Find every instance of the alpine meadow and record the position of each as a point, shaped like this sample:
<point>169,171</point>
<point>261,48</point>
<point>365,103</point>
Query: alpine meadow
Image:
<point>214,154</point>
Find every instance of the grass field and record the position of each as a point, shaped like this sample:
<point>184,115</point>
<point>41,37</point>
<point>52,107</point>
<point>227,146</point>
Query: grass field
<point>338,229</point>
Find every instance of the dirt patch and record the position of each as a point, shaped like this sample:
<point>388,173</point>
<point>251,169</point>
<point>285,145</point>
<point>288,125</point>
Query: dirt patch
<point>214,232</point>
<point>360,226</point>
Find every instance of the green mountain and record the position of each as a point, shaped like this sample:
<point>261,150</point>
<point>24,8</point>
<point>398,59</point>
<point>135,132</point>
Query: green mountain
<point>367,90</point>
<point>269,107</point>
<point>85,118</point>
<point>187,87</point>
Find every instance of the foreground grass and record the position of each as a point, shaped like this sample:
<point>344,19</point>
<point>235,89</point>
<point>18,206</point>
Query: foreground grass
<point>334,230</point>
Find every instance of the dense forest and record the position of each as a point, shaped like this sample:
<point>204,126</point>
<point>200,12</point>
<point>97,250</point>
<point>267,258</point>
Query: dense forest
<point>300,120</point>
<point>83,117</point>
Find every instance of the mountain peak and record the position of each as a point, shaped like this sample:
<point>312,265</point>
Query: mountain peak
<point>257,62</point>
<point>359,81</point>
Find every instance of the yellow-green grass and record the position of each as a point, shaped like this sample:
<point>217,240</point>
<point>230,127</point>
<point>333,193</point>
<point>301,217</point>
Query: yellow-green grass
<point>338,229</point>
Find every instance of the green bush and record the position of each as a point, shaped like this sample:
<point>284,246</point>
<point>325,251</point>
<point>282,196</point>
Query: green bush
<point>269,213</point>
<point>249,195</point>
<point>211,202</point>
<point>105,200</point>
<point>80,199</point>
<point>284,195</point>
○ ○ ○ ○
Return a faithful copy of all the records above.

Find every instance of the alpine meadow and record the position of each as a point, shaped like this sample:
<point>169,171</point>
<point>261,48</point>
<point>365,103</point>
Query: alpine meadow
Image:
<point>214,154</point>
Find every instance of the grass field and record the position of each as a point, shaped like this sample:
<point>184,115</point>
<point>41,37</point>
<point>52,107</point>
<point>227,146</point>
Query: grass field
<point>338,229</point>
Find every instance of the dirt patch and record the position of each as a point, shaped like this sample:
<point>388,173</point>
<point>251,169</point>
<point>285,145</point>
<point>288,125</point>
Query: dirt patch
<point>214,232</point>
<point>360,226</point>
Find every instance of the green mountain and record the position of each as a point, shaped like this sample:
<point>261,150</point>
<point>24,8</point>
<point>398,59</point>
<point>135,132</point>
Query: green mountain
<point>367,90</point>
<point>269,107</point>
<point>85,118</point>
<point>187,87</point>
Find every instance of the foreground grass and record the position of each as a point, shaped like this sample:
<point>344,19</point>
<point>235,89</point>
<point>18,206</point>
Query: foreground grass
<point>334,230</point>
Find every instance of the dense forest and record the position of each as a point, shaped like this sample:
<point>204,126</point>
<point>200,12</point>
<point>97,250</point>
<point>267,258</point>
Query: dense forest
<point>300,120</point>
<point>83,117</point>
Find every instance of the mountain peak and record the position of each as a point, shaped like this sample:
<point>312,265</point>
Query: mountain peak
<point>257,62</point>
<point>359,81</point>
Find every instance of the yellow-green grass and record the position of each as a point, shaped like this sample:
<point>217,240</point>
<point>230,127</point>
<point>333,193</point>
<point>301,217</point>
Query: yellow-green grass
<point>338,229</point>
Find every instance of the green bush and record the position of each as a point, shaped like this sample:
<point>284,246</point>
<point>325,251</point>
<point>282,196</point>
Query: green bush
<point>269,213</point>
<point>249,195</point>
<point>211,202</point>
<point>105,200</point>
<point>80,199</point>
<point>284,195</point>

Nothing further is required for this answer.